> Text section:
[Begin]
In Griffin, the Supreme Court held that a probation officer’s warrantless search of a probationer’s home complied with the *800Fourth Amendment because the officer followed Wisconsin statutes and regulations which authorized such searches when the officer had “ ‘reasonable grounds,’ ” 483 U.S. at 875, to believe that the probationer had possession of contraband. The Supreme Court stated, “We think it clear that the special needs of Wisconsin’s probation system make the warrant requirement impracticable and justify replacement of the standard of probable cause by ‘reasonable grounds,’ as defined by the Wisconsin Supreme Court.” 483 U.S. at 875-76.

The Nebraska Supreme Court has also upheld probation searches, as long as the search was conducted in a reasonable manner and contributed to the rehabilitation of the offender. See State v. Morgan, 206 Neb. 818, 295 N.W.2d 285 (1980). Although the Nebraska courts have never before considered the issue in the parole context, other courts addressing the issue have held that Griffin’s reasoning applies equally to the parole system. See, U.S. v. Lewis, 71 F.3d 358 (10th Cir. 1995); U.S. v. Coleman, 22 F.3d 126 (7th Cir. 1994); U.S. v. Hill, 967 F.2d 902 (3d Cir. 1992); U.S. v. Harper, 928 F.2d 894 (9th Cir. 1991); U.S. v. Cardona, 903 F.2d 60 (1st Cir. 1990). “ ‘Release of the parolee before the end of his prison sentence is made with the recognition that with many prisoners there is a risk that they will not be able to live in society without committing additional antisocial acts.’ ” U.S. v. Hill, 967 F.2d at 909, quoting Morrissey v. Brewer, 408 U.S. 471, 92 S. Ct. 2593, 33 L. Ed. 2d 484 (1972).

The parole system is “a controlled passageway between prison and freedom.” [Citation omitted.] Parole agents necessarily exercise close supervisory powers over their subjects to assure a successful transition. To adequately monitor a parolee’s progress and deter further criminal conduct, a parole agent must be permitted in the proper instance to act expeditiously and without warning. “[T]he delay inherent in obtaining a warrant would make it more difficult for . .. officials to respond quickly to evidence of misconduct and would reduce the deterrent effect that the possibility of expeditious searches would otherwise create.” Griffin, 483 U.S. at 876, 107 S.Ct. at 3170.

U.S. v. Lewis, 71 F.3d at 361-62.

*801[Tjhere is “no constitutional difference between probation and parole for purposes of the fourth amendment.” [Citation omitted.] In fact, parole may be an even more severe restriction on liberty because the parolee has already been adjudged in need of incarceration. [Citation omitted.] For this reason, the “special needs” of probation would appear to be heightened for parole.

U.S. v. Hill, 967 F.2d at 909.
[End]
> Dataset excerpts:
[Begin]
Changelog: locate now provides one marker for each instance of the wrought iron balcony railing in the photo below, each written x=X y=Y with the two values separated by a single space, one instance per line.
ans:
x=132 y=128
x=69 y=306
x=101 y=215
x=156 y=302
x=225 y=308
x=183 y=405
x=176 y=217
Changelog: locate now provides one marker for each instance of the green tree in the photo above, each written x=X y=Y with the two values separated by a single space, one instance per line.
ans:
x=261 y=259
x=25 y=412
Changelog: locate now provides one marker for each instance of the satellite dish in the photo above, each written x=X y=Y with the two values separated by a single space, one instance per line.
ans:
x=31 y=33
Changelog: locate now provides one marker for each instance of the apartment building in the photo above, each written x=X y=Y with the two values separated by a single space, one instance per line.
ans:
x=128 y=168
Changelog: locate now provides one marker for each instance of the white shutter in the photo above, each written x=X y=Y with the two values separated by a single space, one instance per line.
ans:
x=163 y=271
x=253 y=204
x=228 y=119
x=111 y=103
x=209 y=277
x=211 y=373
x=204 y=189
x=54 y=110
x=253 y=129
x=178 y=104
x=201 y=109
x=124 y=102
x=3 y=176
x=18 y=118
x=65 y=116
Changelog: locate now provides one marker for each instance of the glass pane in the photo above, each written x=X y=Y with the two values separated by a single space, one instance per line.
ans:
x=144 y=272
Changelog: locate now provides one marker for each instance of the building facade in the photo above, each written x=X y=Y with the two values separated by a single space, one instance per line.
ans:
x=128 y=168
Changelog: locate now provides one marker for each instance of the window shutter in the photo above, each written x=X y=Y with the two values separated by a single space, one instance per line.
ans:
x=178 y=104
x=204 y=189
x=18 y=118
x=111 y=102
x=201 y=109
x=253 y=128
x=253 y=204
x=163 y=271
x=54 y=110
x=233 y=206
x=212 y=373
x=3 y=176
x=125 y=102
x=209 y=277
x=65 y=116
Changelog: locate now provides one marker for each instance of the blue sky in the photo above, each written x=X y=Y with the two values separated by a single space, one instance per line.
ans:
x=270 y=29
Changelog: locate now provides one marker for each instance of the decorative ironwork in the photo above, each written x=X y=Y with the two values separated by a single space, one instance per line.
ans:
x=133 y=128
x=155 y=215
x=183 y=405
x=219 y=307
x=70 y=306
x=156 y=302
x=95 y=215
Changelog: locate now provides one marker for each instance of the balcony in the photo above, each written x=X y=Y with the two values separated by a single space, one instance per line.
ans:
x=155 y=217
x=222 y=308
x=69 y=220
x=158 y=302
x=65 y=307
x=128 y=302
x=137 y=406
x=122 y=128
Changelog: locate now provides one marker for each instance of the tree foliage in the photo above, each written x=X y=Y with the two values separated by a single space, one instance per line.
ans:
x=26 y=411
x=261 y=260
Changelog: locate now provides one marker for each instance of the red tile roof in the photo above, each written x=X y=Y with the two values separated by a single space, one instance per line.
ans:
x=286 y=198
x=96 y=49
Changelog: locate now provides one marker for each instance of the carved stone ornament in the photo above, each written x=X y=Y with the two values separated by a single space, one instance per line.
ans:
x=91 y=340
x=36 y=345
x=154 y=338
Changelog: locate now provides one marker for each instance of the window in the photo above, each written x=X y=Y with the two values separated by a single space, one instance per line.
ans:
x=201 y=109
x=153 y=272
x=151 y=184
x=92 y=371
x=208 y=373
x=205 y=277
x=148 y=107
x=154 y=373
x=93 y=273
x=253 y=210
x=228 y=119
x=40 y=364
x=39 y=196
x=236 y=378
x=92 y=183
[End]
> Short exercise: Please list every case that the text on parole searches cites as holding that Griffin's reasoning applies equally to the parole system, with the circuit for each.

> The response:
U.S. v. Lewis (10th Cir. 1995)
U.S. v. Coleman (7th Cir. 1994)
U.S. v. Hill (3d Cir. 1992)
U.S. v. Harper (9th Cir. 1991)
U.S. v. Cardona (1st Cir. 1990)